## BEGIN RECORDS SHOWN

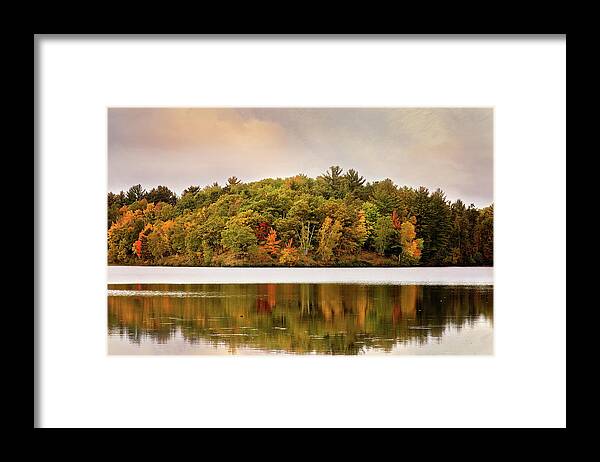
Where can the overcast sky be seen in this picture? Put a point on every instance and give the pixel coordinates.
(435, 147)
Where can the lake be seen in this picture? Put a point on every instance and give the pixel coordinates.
(278, 318)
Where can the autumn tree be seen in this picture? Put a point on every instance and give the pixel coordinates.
(289, 254)
(384, 234)
(272, 243)
(385, 196)
(238, 236)
(329, 238)
(410, 247)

## END RECORDS SHOWN

- **DIRECTION**
Write all of the lines above as a JSON list of strings, one string per line, with blank lines skipped. Leave the pictures out.

- **CORRECT ANSWER**
[
  "Where can the overcast sky be seen in this picture? Put a point on every instance and give the pixel coordinates.",
  "(435, 147)",
  "Where can the lake be seen in this picture? Put a point on every instance and give the pixel coordinates.",
  "(278, 318)",
  "Where can the autumn tree be seen in this picture? Put a point on every instance and give the pixel coordinates.",
  "(289, 254)",
  "(384, 234)",
  "(272, 243)",
  "(385, 196)",
  "(238, 236)",
  "(329, 238)",
  "(410, 247)"
]